[Stated goal]: Copy out the lines below word for word, leaving out the pictures.

[Available records]:

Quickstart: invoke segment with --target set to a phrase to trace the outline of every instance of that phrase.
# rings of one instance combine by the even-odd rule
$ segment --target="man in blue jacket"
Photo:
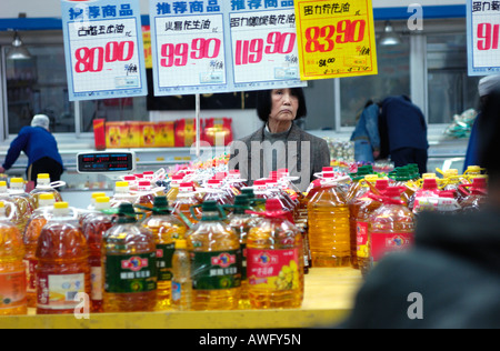
[[[420,174],[426,173],[429,142],[426,119],[420,108],[406,96],[389,97],[380,107],[380,157],[390,156],[394,167],[417,163]]]
[[[12,167],[21,151],[28,157],[27,180],[37,183],[38,173],[49,173],[51,181],[61,179],[62,159],[56,138],[49,131],[50,120],[46,114],[36,114],[31,127],[23,127],[10,143],[6,161],[0,167],[3,173]]]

[Problem solution]:
Quickstart: invoke segment with --target set to a phrase to trace the outline of every instance of that phrase.
# rings of one instance combine by the even-odd rule
$ segment --target="man in blue jacket"
Photo:
[[[420,174],[426,173],[429,142],[426,119],[420,108],[406,96],[389,97],[380,107],[380,157],[390,156],[394,167],[417,163]]]
[[[12,167],[21,151],[28,157],[27,180],[37,183],[38,173],[49,173],[51,181],[61,179],[62,159],[56,138],[49,131],[50,120],[46,114],[36,114],[31,127],[23,127],[10,143],[6,161],[0,167],[3,173]]]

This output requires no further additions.